Getting Started: Install, Launch, Quick Start

Install

CZ CELLxGENE Annotate has two parts:

cellxgene is the main explorer application, which takes an already-processed h5ad file as input. This is installed by default.

cellxgene prepare provides auxiliary functionality for preparing your dataset. This is not installed by default.

Requirements

You'll need python 3.6+ and an up-to-date version of Google Chrome. The web UI is tested on OSX and Windows using Chrome, and the python CLI is tested on OSX and Ubuntu (via WSL/Windows). It should work on other platforms, but if you run into trouble, let us know

Python.org has help on installing a recent version of Python, including the pip package manager. Chrome is available at https://www.google.com/chrome/downloads/.

Basic Install Using Pip

To install the cellxgene explorer alone, run:

pip install cellxgene

To install cellxgene and the optional cellxgene prepare, run:

pip install cellxgene[prepare]

Note: if the aforementioned optional prepare package installation fails, you can also install these packages directly:

pip install scanpy>=1.3.7 python-igraph louvain>=0.6

On Linux platforms, you may also need to install build dependencies first:

sudo apt-get install build-essential python-dev
pip install scanpy>=1.3.7 python-igraph louvain>=0.6

If you already have cellxgene installed, you can update to the most recent version by running:

pip install cellxgene --upgrade

Using a conda environment

To install cellxgene alone, run:

conda create --yes -n cellxgene python=3.7
conda activate cellxgene
pip install cellxgene

To install cellxgene and the optional cellxgene prepare, run:

conda create --yes -n cellxgene python=3.7
conda activate cellxgene
pip install cellxgene[prepare]

Using a virtual environment

To install cellxgene alone, run:

ENV_NAME=cellxgene
python3.7 -m venv ${ENV_NAME}
source ${ENV_NAME}/bin/activate
pip install cellxgene

To install cellxgene and cellxgene prepare, run:

ENV_NAME=cellxgene
python3.7 -m venv ${ENV_NAME}
source ${ENV_NAME}/bin/activate
pip install cellxgene[prepare]

Using docker

Build the image

docker build . -t cellxgene

Run the container and mount data (change data location, --port and --host parameters as needed). You will need to use --host 0.0.0.0 to have the container listen to incoming requests from the browser.

•••••

_Goals:_
A - According to the install guide, which Python version is required?
B - Which installation approaches does the install guide give their own headings? List them all.
C - Can you turn the install guide's paragraph beginning "You'll need python 3.6+" into a short bulleted list that keeps its main facts?

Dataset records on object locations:

•••••

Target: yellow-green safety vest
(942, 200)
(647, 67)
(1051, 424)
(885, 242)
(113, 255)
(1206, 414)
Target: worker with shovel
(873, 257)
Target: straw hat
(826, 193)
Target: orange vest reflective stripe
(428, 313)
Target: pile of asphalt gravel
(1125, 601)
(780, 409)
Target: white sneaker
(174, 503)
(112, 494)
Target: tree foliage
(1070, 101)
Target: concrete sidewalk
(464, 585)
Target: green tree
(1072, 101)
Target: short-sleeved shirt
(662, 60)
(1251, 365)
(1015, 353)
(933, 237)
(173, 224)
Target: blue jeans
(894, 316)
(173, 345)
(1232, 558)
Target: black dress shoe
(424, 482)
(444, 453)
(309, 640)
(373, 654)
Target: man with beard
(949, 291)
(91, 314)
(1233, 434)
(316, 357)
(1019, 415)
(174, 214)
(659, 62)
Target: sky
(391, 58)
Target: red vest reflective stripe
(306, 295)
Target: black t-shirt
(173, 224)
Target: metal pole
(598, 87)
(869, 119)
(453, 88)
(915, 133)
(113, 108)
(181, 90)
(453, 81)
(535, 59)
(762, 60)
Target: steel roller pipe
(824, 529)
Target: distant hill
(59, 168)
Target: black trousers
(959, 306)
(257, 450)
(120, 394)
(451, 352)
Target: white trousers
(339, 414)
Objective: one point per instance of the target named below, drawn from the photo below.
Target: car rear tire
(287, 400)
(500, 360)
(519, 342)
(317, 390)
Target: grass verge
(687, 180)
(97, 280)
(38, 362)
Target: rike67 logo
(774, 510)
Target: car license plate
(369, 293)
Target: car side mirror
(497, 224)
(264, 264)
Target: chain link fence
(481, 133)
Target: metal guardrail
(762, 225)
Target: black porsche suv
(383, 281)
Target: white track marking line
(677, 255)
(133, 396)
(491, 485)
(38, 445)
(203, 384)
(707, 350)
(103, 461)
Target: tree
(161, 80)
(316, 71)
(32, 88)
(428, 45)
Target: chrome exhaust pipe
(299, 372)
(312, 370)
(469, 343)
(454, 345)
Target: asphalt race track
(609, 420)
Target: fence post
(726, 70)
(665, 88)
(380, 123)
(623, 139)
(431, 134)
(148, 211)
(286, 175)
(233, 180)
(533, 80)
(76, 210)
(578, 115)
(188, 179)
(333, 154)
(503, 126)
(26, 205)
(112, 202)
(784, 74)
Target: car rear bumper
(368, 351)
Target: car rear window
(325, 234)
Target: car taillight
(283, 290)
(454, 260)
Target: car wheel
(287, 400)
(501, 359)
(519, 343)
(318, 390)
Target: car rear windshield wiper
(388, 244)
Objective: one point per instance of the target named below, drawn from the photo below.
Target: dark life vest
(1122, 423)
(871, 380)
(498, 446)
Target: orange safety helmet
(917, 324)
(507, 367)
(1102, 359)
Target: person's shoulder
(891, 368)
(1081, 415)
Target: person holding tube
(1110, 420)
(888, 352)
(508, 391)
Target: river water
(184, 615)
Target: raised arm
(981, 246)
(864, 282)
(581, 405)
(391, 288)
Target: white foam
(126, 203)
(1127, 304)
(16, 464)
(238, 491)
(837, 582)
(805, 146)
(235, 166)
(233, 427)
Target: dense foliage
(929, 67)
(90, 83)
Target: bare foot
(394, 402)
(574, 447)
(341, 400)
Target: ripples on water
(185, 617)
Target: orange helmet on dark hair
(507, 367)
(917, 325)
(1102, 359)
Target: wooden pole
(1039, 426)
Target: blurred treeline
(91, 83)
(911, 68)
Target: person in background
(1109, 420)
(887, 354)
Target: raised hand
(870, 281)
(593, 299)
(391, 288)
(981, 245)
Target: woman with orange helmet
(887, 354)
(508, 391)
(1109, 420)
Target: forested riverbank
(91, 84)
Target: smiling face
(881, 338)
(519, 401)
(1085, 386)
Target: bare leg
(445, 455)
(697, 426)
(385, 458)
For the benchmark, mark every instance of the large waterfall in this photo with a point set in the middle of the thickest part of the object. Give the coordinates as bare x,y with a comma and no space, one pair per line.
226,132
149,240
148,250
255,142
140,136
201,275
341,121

•••••

_Set of answers:_
A - Python 3.6 or later.

B -
- Basic install using pip
- Using a conda environment
- Using a virtual environment
- Using docker

C -
- Requires Python 3.6+ and an up-to-date version of Google Chrome.
- The web UI is tested on OSX and Windows using Chrome.
- The Python CLI is tested on OSX and Ubuntu (via WSL/Windows).
- It should work on other platforms; report any trouble.